[Document extract]
——

Single by Koda Kumi

from the album Secret
- B-side: "Through the Sky"
- Released: January 19, 2005
- Recorded: 2004
- Genre: R&B
- Length: 20:01
- Label: Rhythm Zone
- Songwriter(s): Koda Kumi
- Producer(s): Katsumi Ohnishi

Koda Kumi singles chronology
| "Kiseki" (2004) | "Hands" (2005) | "Hot Stuff" (2005) |

Music video
- "Hands" on YouTube

= Hands (Koda Kumi song) =

"Hands" (stylized in lowercase) is a song recorded by Japanese singer-songwriter Koda Kumi. It was released on January 19, 2005, and served as her 14th single under Rhythm Zone. The single peaked at number seven on the Oricon Singles Chart and remained on the charts for eight weeks.

==Background and release==
"Hands" is Japanese singer-songwriter Kumi Koda's fourteenth single. It charted low in the top ten at No. 7 on the Oricon charts and remained on the charts for two months. The single became her third to be released as both CD and CD+DVD. It was the end theme of ANB's television program Uchimura Produce (内村プロデュース / Uchimura PURODYUUSI). The B-side, "Through the Sky", was the end theme of Nippon TV's informational program The Sunday (THE・サンデー) through the month of January.

——

(Photo-based point labeling data)
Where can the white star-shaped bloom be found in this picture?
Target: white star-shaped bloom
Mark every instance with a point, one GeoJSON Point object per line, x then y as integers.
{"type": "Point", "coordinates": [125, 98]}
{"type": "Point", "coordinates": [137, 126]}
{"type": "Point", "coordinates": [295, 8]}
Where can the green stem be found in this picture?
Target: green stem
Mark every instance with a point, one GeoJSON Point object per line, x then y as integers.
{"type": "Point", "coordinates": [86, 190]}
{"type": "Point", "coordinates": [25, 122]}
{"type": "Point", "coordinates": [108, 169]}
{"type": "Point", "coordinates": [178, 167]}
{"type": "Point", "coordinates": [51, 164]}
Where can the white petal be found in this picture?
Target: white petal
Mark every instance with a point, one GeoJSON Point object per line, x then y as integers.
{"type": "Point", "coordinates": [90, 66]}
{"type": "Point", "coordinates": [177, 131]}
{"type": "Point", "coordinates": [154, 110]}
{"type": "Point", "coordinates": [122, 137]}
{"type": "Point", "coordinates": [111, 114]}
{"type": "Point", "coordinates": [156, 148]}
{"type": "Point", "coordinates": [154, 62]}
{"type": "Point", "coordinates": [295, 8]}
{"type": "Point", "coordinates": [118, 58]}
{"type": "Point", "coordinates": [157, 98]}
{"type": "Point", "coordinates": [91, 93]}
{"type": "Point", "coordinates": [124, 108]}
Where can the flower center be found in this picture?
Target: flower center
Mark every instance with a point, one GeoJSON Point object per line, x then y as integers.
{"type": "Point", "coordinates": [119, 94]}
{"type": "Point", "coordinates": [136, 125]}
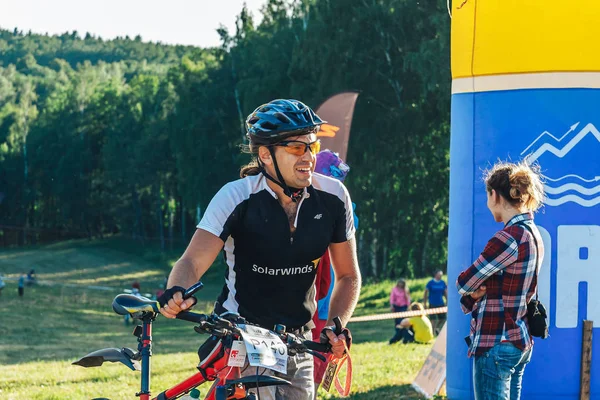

——

[Task requirements]
- a) From the article on the song "Hands" above, copy word for word the passage that begins at the words "Koda Kumi singles" and stops after the words "for eight weeks.".
- b) Answer these questions using the article on the song "Hands":
(i) Which label released the single?
(ii) Which television program used "Hands" as its end theme?
(iii) Who is listed as the producer?

[Answers in order]
- a)
Koda Kumi singles chronology
| "Kiseki" (2004) | "Hands" (2005) | "Hot Stuff" (2005) |

Music video
- "Hands" on YouTube

= Hands (Koda Kumi song) =

"Hands" (stylized in lowercase) is a song recorded by Japanese singer-songwriter Koda Kumi. It was released on January 19, 2005, and served as her 14th single under Rhythm Zone. The single peaked at number seven on the Oricon Singles Chart and remained on the charts for eight weeks.

- b)
(i) Rhythm Zone
(ii) ANB's Uchimura Produce
(iii) Katsumi Ohnishi